Collected data:

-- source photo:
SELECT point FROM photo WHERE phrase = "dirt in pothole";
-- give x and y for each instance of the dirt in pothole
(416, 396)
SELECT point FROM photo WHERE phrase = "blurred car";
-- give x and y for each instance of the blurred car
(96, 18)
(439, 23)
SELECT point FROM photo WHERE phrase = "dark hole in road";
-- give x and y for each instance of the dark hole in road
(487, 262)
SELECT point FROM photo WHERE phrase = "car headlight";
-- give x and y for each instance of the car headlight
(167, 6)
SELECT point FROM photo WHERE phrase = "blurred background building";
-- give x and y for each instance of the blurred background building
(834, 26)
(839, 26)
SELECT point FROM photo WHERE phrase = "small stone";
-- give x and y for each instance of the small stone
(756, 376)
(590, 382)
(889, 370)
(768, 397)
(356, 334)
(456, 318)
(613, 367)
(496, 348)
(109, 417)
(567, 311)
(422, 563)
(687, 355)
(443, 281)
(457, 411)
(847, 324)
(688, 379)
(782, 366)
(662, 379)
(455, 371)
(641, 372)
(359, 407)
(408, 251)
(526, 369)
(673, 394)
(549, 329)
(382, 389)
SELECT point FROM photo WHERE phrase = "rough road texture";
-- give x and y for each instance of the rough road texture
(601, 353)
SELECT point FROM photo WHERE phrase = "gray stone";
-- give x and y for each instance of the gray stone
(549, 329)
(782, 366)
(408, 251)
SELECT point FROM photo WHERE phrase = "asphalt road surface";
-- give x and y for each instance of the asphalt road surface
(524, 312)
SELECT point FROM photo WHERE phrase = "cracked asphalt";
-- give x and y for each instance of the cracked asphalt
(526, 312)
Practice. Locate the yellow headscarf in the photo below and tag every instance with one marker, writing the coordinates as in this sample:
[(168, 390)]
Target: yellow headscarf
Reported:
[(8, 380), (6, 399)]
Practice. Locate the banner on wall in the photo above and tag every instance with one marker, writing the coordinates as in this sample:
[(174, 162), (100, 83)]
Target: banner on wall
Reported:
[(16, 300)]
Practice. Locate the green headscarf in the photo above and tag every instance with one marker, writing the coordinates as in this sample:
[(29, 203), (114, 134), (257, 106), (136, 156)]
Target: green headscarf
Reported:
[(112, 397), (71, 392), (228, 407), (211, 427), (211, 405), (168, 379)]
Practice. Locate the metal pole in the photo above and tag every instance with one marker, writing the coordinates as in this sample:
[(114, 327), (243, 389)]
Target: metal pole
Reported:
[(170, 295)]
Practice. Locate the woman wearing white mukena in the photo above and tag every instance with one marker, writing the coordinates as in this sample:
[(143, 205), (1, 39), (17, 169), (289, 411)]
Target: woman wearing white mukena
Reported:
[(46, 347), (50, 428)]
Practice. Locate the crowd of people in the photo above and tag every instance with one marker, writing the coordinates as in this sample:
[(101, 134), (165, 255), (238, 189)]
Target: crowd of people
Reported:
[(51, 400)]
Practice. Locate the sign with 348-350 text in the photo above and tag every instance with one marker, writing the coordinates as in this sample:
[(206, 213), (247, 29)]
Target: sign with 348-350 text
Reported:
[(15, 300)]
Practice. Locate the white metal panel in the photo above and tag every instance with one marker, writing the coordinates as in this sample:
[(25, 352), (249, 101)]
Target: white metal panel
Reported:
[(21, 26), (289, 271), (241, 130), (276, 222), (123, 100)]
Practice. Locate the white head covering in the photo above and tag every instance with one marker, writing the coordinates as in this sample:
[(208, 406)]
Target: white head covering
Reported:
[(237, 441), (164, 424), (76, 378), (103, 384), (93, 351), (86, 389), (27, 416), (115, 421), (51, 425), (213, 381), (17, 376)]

- What you should do:
Please transcribe exactly the lines above from the line that has "the blurred car" up to and including the line that has "Practice. Locate the green"; no other line belongs in the answer.

- Output of the task:
-- give x and y for each instance of the blurred car
(96, 18)
(439, 23)
SELECT point FROM photo WHERE phrase = "dark hole in road";
-- give x and y for each instance of the dark hole in road
(487, 262)
SELECT point FROM photo WHERE phrase = "car headlight";
-- give x and y for each instance of the car headlight
(167, 6)
SELECT point FROM photo WHERE phrase = "blurred background building";
-- give x and y for each instance of the blurred background building
(834, 26)
(839, 26)
SELECT point FROM photo WHERE phrase = "small stone";
-- give x and y for each instance of the small stone
(756, 376)
(590, 382)
(889, 370)
(768, 397)
(356, 334)
(456, 318)
(613, 367)
(496, 348)
(109, 417)
(567, 311)
(422, 563)
(687, 355)
(443, 281)
(457, 411)
(847, 324)
(688, 379)
(782, 366)
(662, 379)
(455, 371)
(641, 372)
(359, 407)
(408, 251)
(526, 369)
(673, 394)
(549, 329)
(382, 389)
SELECT point FROM photo WHERE phrase = "rough road texture";
-- give x and y for each instance of the rough road texture
(601, 353)
SELECT point FROM photo WHERE phrase = "gray stone";
-- give x and y for each instance of the gray stone
(549, 329)
(782, 366)
(408, 251)
SELECT point FROM photo WHERE phrase = "asphalt road surface";
-- give x and y for each instance of the asphalt road surface
(524, 312)
SELECT point FROM photo WHERE phrase = "cracked asphalt";
-- give x and y for each instance of the cracked asphalt
(526, 312)
Practice. Locate the yellow headscarf in the photo below and tag every instance with one marker, writing the coordinates as in this sample:
[(168, 390)]
Target: yellow headscarf
Reported:
[(8, 380), (6, 399)]
Practice. Locate the banner on wall in the photo above and tag every instance with one marker, writing the coordinates as in this sample:
[(174, 162), (100, 83)]
Target: banner on wall
Reported:
[(16, 300)]
Practice. Locate the green headscarf in the photo above and tag every instance with one marker, writing the coordinates as in this sample:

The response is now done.